* AIM
Copy every line of the listing below verbatim. Omit the pictures.

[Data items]

________

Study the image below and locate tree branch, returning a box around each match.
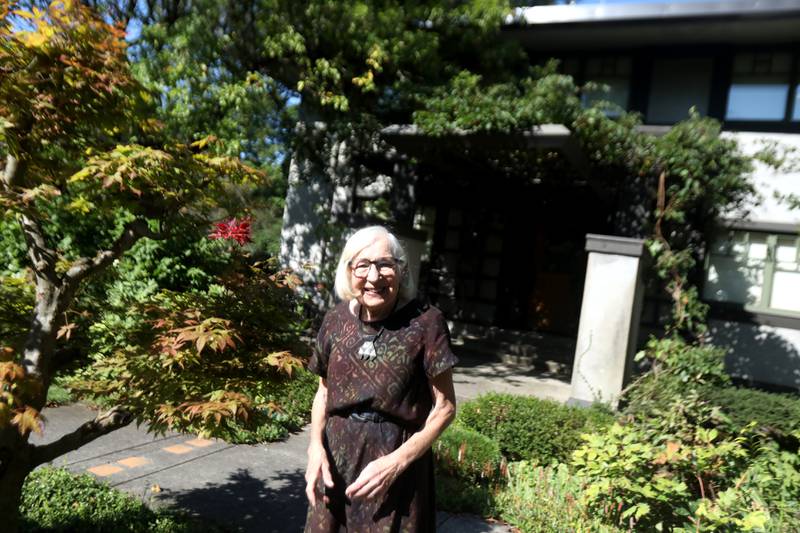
[31,407,133,466]
[65,218,164,288]
[19,214,58,284]
[3,154,21,189]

________

* ANSWER
Study the image below and locate tree branch, returning a box around each match.
[31,407,133,466]
[65,218,164,288]
[19,214,58,284]
[3,154,21,189]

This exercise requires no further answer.